### Exercise directions:
Word by word and line by line, write out all of the records.
** Opening Supplied entries block **
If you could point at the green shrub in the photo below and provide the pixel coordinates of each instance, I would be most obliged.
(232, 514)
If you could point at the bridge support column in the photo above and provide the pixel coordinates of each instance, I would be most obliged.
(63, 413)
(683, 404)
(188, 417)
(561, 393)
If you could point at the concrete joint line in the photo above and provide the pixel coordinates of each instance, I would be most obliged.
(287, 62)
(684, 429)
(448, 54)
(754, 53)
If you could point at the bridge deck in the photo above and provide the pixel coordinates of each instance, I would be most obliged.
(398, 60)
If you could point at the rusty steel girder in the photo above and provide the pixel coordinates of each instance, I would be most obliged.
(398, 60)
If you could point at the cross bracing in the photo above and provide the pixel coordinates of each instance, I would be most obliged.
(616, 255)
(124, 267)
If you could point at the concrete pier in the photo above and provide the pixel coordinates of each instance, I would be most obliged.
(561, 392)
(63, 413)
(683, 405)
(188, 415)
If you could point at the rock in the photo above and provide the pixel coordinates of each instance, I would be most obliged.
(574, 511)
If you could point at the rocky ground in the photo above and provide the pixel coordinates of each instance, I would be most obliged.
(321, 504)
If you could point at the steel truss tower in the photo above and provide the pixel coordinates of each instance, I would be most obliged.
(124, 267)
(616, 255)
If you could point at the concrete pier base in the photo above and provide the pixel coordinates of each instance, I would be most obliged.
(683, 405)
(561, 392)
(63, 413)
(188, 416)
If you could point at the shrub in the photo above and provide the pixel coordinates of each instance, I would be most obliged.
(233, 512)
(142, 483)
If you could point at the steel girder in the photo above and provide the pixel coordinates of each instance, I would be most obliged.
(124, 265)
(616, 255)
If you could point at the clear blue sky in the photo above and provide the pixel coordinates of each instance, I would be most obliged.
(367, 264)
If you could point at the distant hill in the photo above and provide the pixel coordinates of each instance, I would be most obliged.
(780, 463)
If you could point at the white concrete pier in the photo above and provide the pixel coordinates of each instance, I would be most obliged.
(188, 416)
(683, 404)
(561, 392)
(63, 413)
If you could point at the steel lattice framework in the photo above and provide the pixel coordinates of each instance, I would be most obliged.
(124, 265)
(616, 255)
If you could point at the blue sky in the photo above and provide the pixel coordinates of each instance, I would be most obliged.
** Closing Supplied entries block **
### Problem solution:
If you could point at the green shrub in the photo below and provide the pixel coordinates of each instance, I would be most obliged.
(232, 514)
If you could point at the bridge support column in the photo above and provide the pixel coordinates of each instance, I would be most obliged.
(63, 413)
(683, 404)
(188, 417)
(561, 393)
If you could point at the concrete joint line in the photo above and provide the pixel coordinates of each instance, I would be most obliged.
(287, 62)
(684, 429)
(448, 54)
(754, 53)
If you could point at the bridge deck in the photo above and provide the pixel coordinates of each instance, I would be most obliged.
(398, 60)
If you could point at the rusty steel girder in the photo above and provide the pixel coordinates of each instance, I would be most obliged.
(398, 60)
If you could point at the cross bracing in the photo above and provide the pixel coordinates of each instance, I would be most obliged.
(616, 255)
(124, 267)
If you could point at the concrete pier in the photo above and provide the pixel coordinates of each instance, I would be most obliged.
(561, 392)
(63, 413)
(683, 405)
(188, 415)
If you could point at the rock in the photo above and provide the pixel coordinates of each instance, I would be most obliged.
(574, 511)
If you could point at the rocky ground in the photo above and provide the pixel coordinates of each instance, I would be most obliged.
(321, 504)
If you could point at the steel truss tower in the photo above and provide the pixel coordinates of each instance, I would be most obliged.
(124, 267)
(616, 255)
If you could point at the concrete pier base in the photo above and provide the pixel coordinates of each instance, I would be most obliged.
(683, 405)
(561, 392)
(63, 413)
(188, 416)
If you could point at the shrub in the photo above and provide the pixel coordinates of each instance, I would be most obliged.
(233, 512)
(142, 483)
If you could point at the steel girder in the photo above and provide the pixel coordinates of each instance, I would be most obliged.
(124, 265)
(616, 255)
If you could point at the clear blue sky in the photo above and provide the pixel coordinates of each instance, I would be most obliged.
(367, 264)
If you could point at the distant hill in the photo above and provide the pixel coordinates of each instance, I would be most obliged.
(780, 463)
If you could point at the white concrete pier in the photo above and provide the pixel coordinates of each instance, I would be most obliged.
(188, 416)
(683, 404)
(561, 392)
(63, 413)
If you could point at the steel lattice framework in the photo above and provide the pixel coordinates of each instance, I would be most obliged.
(124, 265)
(616, 255)
If you could point at the blue sky in the photo above and provide the pixel coordinates of each instance, I would be most obliged.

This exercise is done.